I took a brief glance at the file and I can definitely understand why some AV is thinking it is suspicious -- embedded in the middle of the installer .exe is what appears to be another .exe which has been obfuscated by XOR'ing each byte with the value 7 (suspicious point 1)[1]; I tried extracting and unobfuscating it but it seems not the whole file is actually obfuscated, although from what I could see of the header it's been packed with UPX (suspicious point 2). I didn't go deep enough to figure out where the XOR'ing obfuscation actually ends, so I couldn't unpack that one and explore further, but this would be enough for me to think it's trying to hide something.
Like you stated, it really looks like it's been packed, but I can't state it's UPX or something else. Many
EXE packers do this, and although it isn't harmful at all, it does triggers some anti-virus (false positive).
They work by compressing and/or obfuscating the original EXE and then injecting an on-the-fly decompressor on the resulting EXE. When the resulting EXE is run, the runtime decompressor loads first and then takes care of decompressing and loading the original code. As you can see, injecting lots of executable code in memory at runtime looks a lot like virus activity - and the code to do that is the same as many virii, but in this case it is legitimate and harmless.
In the past days of dial-up internet, when bandwidth was limited, HDDs where very expensive, and floppy disks were popular, I used UPX and ASPack a lot to distribute software I wrote. The intention was just to make the EXE smaller. Nowadays it's also used to protect IP and prevent debugging, cracking and reverse engineering. I am sure that is the case. I'd rather give Rigol the benefit of the doubt and ask them directly if this is a false positive triggered by a runtime packer. If my suspicion if confirmed, it'd smart of them to have a note on their site that some of their files do trigger some anti-virus because of runtime packers that are used to protect their IP.

■ Your tasks ■
(a) From the discussion of the flagged installer above, return the passage starting with "In the past" and going on through "protect their IP.", copied verbatim.
(b) In the discussion of the flagged installer above, which two packers does the second writer say they once used to distribute their software?

■ Entries provided ■
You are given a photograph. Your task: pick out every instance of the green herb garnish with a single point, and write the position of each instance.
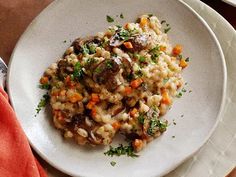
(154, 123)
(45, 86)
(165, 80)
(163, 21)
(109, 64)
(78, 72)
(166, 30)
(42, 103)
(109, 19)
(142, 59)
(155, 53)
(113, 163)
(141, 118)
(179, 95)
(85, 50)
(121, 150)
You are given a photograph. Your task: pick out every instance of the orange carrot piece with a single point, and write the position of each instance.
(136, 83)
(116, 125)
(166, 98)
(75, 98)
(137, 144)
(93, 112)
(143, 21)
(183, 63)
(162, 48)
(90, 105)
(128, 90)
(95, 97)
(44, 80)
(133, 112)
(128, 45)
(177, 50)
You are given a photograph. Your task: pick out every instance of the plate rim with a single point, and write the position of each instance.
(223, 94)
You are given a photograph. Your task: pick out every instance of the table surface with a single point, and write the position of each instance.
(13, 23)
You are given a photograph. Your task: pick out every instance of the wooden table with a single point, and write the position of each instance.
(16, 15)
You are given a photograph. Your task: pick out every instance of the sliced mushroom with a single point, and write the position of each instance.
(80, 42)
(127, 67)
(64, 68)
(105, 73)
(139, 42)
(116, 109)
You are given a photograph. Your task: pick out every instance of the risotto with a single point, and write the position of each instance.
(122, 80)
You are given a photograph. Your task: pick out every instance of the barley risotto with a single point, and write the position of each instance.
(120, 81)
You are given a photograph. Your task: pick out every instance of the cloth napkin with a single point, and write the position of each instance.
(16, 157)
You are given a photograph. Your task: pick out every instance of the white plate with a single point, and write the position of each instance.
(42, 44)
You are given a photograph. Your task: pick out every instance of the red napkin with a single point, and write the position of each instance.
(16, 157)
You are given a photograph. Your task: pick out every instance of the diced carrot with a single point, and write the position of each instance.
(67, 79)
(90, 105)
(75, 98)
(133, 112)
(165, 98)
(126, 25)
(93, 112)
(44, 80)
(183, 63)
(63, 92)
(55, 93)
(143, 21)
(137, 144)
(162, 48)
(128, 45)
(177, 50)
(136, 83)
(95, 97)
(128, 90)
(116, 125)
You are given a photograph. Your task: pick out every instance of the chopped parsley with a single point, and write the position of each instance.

* * *

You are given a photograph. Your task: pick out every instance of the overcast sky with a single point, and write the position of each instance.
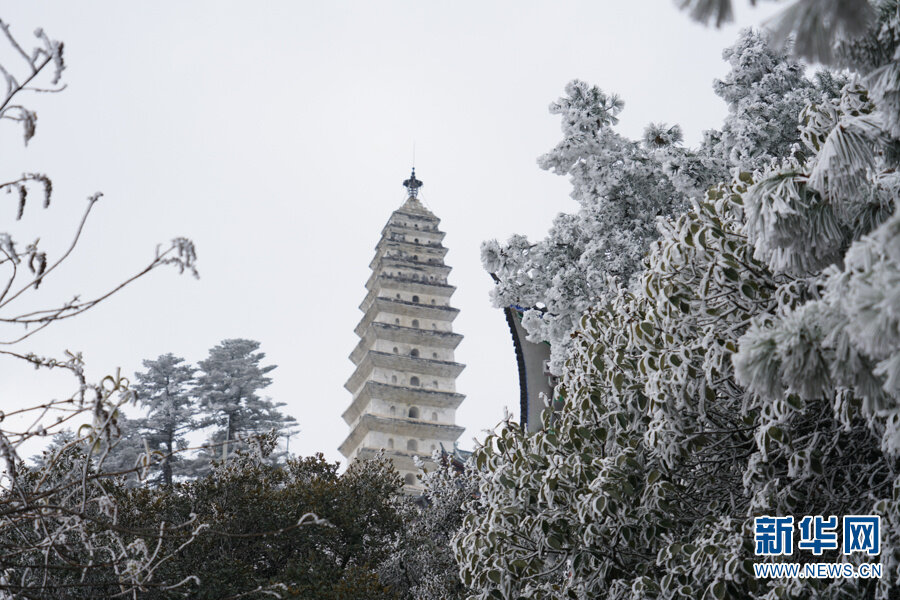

■ Answers to the tasks ■
(a)
In the past days of dial-up internet, when bandwidth was limited, HDDs where very expensive, and floppy disks were popular, I used UPX and ASPack a lot to distribute software I wrote. The intention was just to make the EXE smaller. Nowadays it's also used to protect IP and prevent debugging, cracking and reverse engineering. I am sure that is the case. I'd rather give Rigol the benefit of the doubt and ask them directly if this is a false positive triggered by a runtime packer. If my suspicion if confirmed, it'd smart of them to have a note on their site that some of their files do trigger some anti-virus because of runtime packers that are used to protect their IP.

(b) UPX and ASPack.